- **Extracted material**
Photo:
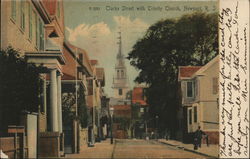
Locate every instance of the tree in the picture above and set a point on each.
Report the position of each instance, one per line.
(20, 87)
(168, 44)
(69, 101)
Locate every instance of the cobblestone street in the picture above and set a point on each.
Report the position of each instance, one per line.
(133, 149)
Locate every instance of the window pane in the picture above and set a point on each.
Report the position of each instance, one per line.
(120, 91)
(190, 116)
(189, 89)
(13, 9)
(195, 114)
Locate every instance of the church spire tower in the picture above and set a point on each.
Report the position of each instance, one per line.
(120, 80)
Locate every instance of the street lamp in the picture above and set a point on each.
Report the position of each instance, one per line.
(111, 111)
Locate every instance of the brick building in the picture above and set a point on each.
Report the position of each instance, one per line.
(199, 101)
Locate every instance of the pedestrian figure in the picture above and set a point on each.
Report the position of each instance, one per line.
(197, 137)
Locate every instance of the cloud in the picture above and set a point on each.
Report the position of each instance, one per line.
(85, 30)
(100, 41)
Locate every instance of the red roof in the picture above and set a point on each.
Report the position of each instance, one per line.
(122, 111)
(86, 62)
(187, 71)
(51, 6)
(122, 107)
(137, 96)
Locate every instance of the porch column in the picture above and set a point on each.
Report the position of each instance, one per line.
(45, 96)
(53, 101)
(59, 102)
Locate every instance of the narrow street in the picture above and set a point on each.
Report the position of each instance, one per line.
(129, 148)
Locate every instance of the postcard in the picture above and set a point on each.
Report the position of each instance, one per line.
(124, 79)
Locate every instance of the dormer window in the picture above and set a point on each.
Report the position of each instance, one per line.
(190, 89)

- **What the task asks**
Copy the entire listing above line for line, but leave out the pictures.

- **Solution for this task**
Photo:
Locate every instance of the tree in the picture above and set a point on each.
Report the position of each instance, one per line.
(20, 87)
(168, 44)
(69, 101)
Locate every instance of the cobblestone street in the picture above and set a point on each.
Report the position of each instance, one per line.
(133, 149)
Locate every instance of the window pane in the picture above and set a point on each.
Report the position of each instance, one per line.
(120, 91)
(190, 116)
(189, 89)
(13, 9)
(195, 114)
Locate every instance of the church spire tower in the picture above and set a point on each.
Report the position of each instance, one per line.
(120, 80)
Locate every instance of the street lamp in the picture above and set a point on each.
Report the position of each instance, one per line.
(111, 111)
Locate every instance of the brick building in the picture above and set a point on each.
Report the position of each instance, one per line.
(199, 101)
Locate every instance of the pedestrian figure in the picture above and set a point on each.
Report the position of each instance, one per line.
(197, 137)
Locate every instance of the cloud in the picture above and set a point on each.
Report the position of each instance, one per line.
(85, 30)
(100, 41)
Locate every instance of the red roof in the picture above and set a point on each.
Report the position of each instance, one per line.
(122, 111)
(86, 62)
(187, 71)
(51, 6)
(122, 107)
(137, 96)
Locate every instance of the porch column in the picture above and set a point on each.
Report the position of each instance, one per line.
(45, 96)
(53, 101)
(59, 102)
Locate every instance of the narrow street in the picture above and set a point on each.
Report the position of each instance, one per line.
(129, 148)
Locate every instance of the postcard in the picture above and set a point on each.
Report the position of each instance, one per line.
(124, 79)
Locate every instance of the dormer window in the picture above and set a point on each.
Report the position of each instance, one per line.
(190, 89)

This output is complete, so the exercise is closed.